* Any views expressed in this opinion piece are those of the author and not of Thomson Reuters Foundation.
This post is written by Katie Chalk, Communications Specialist for World Vision in Haiti.
11th April 2010.
Today, as curtains rose on the first large scale relocation of displaced communities in Port-au-Prince, I was in the audience - along with two ragged young boys called Jean-Raymond and Michelaud.
A small group of agencies, including World Vision, had been delivered a challenge - to prepare to house 7,500 people to international humanitarian standards in under a week, on a huge, dusty, bald plot of land called Corail Cesselesse, around 30km north of Port-au-Prince.
I'd come to check on the progress of our promise. So had Jean-Raymond and Michelaud.
"We live just over there," said one of them, pointing to a small settlement of corrugated iron shanties on the other side of the road. "We just came to see. We've come every day this week."
Brothers? No, they said, just friends. Both of them had lost their mothers, and their fathers worked in the city so they hardly ever saw them. Relatives looked after them, but they were in charge of their own entertainment.
"I'm eight, and I'm in Grade 2 at school," Jean-Raymond told me. "But I never go. It's too far."
Michelaud, 11, also considered himself to be at school, though his school is on the other side of town and was destroyed by the quake. "I can't go at the moment because it will take all day to get there, and I don't know if anybody else is going either," he said. "So... there's nothing to do at all right now. It's boring."
"Has much changed this week around here?" I asked the boys. Their eyes widened and they nodded with vigour. "It's been unbelievable!" said jean-Raymond with a broad grin.
We stared for a while at the show, in companionable silence. The first tent had been unwrapped, and a group of workmen were working out how to pitch it. It was big, much bigger than anything I'd seen in the impromptu, crowded IDP camps around town, a white tunnel tent with little opaque windows and hooks on the inside for internal walls.

» Challenge 1
Summarize the Haiti relocation post in two sentences.

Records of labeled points
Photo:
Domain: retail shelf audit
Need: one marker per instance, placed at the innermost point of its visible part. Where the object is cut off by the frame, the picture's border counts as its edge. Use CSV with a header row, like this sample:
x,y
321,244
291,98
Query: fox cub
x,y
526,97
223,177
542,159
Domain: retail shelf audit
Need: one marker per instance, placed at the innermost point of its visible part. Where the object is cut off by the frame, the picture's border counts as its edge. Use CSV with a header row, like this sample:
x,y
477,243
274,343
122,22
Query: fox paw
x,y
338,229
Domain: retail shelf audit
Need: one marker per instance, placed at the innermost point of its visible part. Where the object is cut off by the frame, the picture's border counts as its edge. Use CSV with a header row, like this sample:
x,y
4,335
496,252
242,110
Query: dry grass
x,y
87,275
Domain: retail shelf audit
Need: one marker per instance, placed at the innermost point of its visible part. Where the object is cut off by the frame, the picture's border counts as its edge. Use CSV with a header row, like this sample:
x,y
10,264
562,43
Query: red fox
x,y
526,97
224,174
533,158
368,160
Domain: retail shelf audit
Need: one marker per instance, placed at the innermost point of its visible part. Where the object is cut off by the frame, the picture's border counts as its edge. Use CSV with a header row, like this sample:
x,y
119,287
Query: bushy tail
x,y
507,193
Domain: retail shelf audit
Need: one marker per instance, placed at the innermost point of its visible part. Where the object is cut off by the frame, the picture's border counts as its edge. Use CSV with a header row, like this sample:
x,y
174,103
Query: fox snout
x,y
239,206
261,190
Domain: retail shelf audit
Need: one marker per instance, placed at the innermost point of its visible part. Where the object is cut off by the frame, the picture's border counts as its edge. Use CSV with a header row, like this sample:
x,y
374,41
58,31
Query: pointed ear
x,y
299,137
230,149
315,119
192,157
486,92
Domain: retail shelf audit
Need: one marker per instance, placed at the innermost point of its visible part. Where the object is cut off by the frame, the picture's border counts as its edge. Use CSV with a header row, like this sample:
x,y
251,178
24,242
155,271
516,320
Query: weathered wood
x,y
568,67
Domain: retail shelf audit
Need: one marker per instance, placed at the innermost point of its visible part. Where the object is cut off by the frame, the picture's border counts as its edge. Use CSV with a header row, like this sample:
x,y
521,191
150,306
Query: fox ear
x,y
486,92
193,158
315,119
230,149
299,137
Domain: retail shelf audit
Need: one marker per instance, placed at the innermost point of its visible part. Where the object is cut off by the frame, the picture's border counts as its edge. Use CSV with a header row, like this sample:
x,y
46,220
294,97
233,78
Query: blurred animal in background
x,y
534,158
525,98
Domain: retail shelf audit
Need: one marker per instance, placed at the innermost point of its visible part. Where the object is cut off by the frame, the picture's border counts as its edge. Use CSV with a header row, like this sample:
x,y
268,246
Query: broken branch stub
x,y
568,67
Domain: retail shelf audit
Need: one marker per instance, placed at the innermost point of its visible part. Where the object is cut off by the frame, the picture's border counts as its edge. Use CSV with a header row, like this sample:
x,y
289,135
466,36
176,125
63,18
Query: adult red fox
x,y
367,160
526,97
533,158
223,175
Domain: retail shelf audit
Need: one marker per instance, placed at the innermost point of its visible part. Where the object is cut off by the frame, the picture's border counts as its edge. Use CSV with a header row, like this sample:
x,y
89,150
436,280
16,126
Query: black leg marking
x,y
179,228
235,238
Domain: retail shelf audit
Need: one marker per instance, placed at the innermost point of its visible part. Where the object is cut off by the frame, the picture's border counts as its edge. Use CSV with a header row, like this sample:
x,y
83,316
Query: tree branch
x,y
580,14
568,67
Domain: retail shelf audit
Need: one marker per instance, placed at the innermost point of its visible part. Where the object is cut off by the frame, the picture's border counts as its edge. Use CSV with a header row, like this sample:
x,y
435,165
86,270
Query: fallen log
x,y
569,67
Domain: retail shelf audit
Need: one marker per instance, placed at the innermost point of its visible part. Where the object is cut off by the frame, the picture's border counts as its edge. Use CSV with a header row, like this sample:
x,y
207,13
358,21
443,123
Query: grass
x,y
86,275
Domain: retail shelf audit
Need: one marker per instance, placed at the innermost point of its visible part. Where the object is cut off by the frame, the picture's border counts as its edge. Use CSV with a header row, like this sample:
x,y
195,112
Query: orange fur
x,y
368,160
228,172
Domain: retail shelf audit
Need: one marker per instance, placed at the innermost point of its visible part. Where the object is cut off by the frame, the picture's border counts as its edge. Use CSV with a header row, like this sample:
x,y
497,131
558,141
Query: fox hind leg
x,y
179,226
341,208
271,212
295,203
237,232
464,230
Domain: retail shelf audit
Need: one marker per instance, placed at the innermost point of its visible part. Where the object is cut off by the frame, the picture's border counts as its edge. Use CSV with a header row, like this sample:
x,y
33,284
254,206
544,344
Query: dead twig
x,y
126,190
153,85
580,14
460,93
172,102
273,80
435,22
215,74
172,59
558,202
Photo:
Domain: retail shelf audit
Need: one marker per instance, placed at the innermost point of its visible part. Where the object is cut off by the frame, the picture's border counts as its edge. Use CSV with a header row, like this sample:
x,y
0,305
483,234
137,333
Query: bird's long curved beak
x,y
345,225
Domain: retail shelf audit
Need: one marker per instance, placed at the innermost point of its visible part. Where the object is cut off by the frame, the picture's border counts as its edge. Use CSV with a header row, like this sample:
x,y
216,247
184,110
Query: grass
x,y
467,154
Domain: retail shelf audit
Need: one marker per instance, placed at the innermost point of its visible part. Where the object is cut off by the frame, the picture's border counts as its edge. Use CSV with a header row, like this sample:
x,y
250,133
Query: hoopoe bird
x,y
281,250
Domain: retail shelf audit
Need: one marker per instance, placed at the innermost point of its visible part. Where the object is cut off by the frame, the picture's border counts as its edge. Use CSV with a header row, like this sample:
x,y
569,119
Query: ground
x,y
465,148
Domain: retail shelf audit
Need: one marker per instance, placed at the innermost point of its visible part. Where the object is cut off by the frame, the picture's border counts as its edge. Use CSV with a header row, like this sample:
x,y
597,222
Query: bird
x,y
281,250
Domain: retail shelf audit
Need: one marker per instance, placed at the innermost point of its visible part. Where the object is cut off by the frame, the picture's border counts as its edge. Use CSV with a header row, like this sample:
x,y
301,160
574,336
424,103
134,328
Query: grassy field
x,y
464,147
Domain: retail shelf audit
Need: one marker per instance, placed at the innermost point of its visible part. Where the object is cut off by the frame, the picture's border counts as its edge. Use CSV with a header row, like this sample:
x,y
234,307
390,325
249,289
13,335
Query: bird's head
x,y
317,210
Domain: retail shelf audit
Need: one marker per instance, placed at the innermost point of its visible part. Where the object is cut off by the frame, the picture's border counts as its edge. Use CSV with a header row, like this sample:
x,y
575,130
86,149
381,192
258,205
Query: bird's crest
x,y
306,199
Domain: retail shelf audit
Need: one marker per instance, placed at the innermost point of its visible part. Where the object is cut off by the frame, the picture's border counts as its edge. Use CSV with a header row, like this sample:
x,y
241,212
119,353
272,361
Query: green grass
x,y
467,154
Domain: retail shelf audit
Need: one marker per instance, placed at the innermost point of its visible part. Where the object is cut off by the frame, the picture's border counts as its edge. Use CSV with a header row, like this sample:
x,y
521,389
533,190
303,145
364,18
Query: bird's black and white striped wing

» Challenge 2
Please show each line of the records that contains the word "bird", treating case as significant.

» Complete answer 1
A small group of agencies, including World Vision, was challenged to prepare housing for 7,500 people to international humanitarian standards in under a week on a dusty plot called Corail Cesselesse, around 30km north of Port-au-Prince. The writer went there to check on progress and met two boys, Jean-Raymond and Michelaud, who live across the road, cannot get to school, and watched with her as workmen pitched the first large tunnel tent.

» Complete answer 2
Query: bird's long curved beak
Query: hoopoe bird
Query: bird
Query: bird's head
Query: bird's crest
Query: bird's black and white striped wing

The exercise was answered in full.